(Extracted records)
○ ○ ○ ○ ○

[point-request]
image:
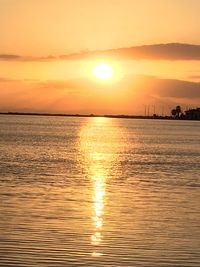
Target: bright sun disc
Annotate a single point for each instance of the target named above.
(103, 71)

○ ○ ○ ○ ○

» Short exercise:
Give the lines above as a two-column CSV with the headers text and answer. Put each line's text and its answer in one quoted field per column, replace line breaks with spaces, and leave out the pictures.

» In response:
text,answer
"[point-request] image: Target: bright sun disc Annotate a single point for each instance of the target named above.","(103, 71)"